▶ _PAGE_:
::::
Education. S’adapter à l’âge de l’enfant

Education à la bonne heure [bonheur]!

par R’ Eliyahou Bakish

 

Entre la crainte d’une éducation trop stricte et celle menant à l’assimilation, les parents s’interrogent sur la ligne éducative à suivre. Le folklore juif détaché de toute connotation religieuse n’éduque pas au respect des mitsvot. Même le retour au pays ne suffit pas à assurer la transmission d’un judaïsme associant fidélité aux préceptes de la Torah et épanouissement personnel. Comment relever le défi de l’éducation dont dépend la pérennité du peuple juif? Evidemment, le choix d’un établissement scolaire religieux est un facteur déterminant mais le rôle des parents reste essentiel.

 

Eduquer en fonction des capacités de l’enfant

L’éducateur devra veiller à s’adapter à l’âge de l’enfant. Détaillons : parfois la synagogue est belle, les fidèles amicaux, la prière mélodieuse, la lecture de la Torah parfaite, l’apéro copieux… et pourtant! Les jeunes sont rares. Pourquoi ce manque de motivation? Certains diront qu’à notre époque, ils préfèrent le virtuel au réel. Peut-être! Pour ma part je chercherais la cause de ce fléau dans la petite enfance…

Un cas: un père amène son fils de quatre ans à l’office du chabat. Après quelques minutes, l’enfant ne tient plus en place. Le père menace de sévir… promet une récompense… rien n’y fait. Le père fâché fini par ramener l’enfant à la maison. Lorsque la demande est inadaptée, la réaction le sera tout autant! Emmener un enfant trop jeune à la synagogue est une erreur gravissime. Il conservera le souvenir d’un lieu ennuyeux où son père se met en colère. Je me souviens d’un rabbin qui n’emmena son fils à la synagogue qu’à partir de huit ans. Aujourd’hui ce fils est lui-même rabbin!
::::
▶ _DONNÉES ENREGISTRÉES_:
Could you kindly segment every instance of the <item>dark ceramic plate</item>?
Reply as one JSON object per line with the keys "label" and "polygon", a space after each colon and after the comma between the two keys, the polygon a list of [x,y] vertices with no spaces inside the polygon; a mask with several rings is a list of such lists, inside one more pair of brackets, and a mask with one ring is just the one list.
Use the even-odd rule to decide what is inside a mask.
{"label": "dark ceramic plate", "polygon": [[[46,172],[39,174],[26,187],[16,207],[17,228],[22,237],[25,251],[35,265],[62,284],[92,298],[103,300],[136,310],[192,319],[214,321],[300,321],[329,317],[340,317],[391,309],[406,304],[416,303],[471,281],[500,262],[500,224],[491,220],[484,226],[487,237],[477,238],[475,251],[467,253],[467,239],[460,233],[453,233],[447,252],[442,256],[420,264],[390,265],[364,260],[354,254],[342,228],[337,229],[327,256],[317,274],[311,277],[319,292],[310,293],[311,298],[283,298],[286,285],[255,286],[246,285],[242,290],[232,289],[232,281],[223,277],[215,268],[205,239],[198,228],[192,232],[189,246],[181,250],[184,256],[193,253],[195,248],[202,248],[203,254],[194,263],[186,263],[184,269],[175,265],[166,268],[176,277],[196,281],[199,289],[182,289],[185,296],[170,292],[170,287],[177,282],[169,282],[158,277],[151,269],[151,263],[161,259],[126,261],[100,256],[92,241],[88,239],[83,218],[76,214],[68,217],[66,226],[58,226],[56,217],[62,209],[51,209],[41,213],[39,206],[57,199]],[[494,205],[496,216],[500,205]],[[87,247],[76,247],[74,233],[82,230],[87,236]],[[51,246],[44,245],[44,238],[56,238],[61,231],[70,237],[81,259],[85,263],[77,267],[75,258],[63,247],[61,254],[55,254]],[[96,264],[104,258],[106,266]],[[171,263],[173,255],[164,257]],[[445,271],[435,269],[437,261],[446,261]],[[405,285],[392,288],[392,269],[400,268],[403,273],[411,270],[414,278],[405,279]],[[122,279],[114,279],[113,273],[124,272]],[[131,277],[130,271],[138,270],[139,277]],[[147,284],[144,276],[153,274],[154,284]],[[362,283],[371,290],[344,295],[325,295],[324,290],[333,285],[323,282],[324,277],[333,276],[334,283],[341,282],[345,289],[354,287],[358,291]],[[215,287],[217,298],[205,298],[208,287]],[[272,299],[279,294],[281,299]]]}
::::
▶ _LISTE DES TÂCHES_:
A: D'après le texte sur l'éducation des enfants, à partir de quel âge le rabbin cité emmenait-il son fils à la synagogue ?
B: Prolongez le texte sur l'éducation des enfants au-delà de sa dernière phrase.

▶ _RÉPONSES_:
A: À partir de huit ans.

B:
Le roi Salomon enseigne : «Éduque le jeune selon sa route. Même lorsqu’il vieillira, il ne s’écartera pas [de la bonne éducation]»[1].  La Michna[2], le Talmud[3] et les maîtres tossaphistes[4] vont tous dans le même sens: on éduque chaque enfant à la pratique des mitsvot, selon ses capacités. Ce conseil éducatif est également un impératif halakhique : si d’après la Torah, ce n’est qu’à partir de la majorité religieuse (12 ans pour une fille, 13 ans pour un garçon) qu’il est obligatoire de se conformer à la loi juive, les Sages ont imposé le respect des mitsvot dès que l’enfant y est apte. À titre indicatif, voici une liste indiquant l’âge moyen adapté pour quelques mitsvot[5].

 

Dès qu’il sait parler : on lui enseigne les versets Torah tsiva lanou Moché, moracha, kéhilat Ya’akov[6] et Chéma Israel Hachem Elokeinou Hachem é’had[7].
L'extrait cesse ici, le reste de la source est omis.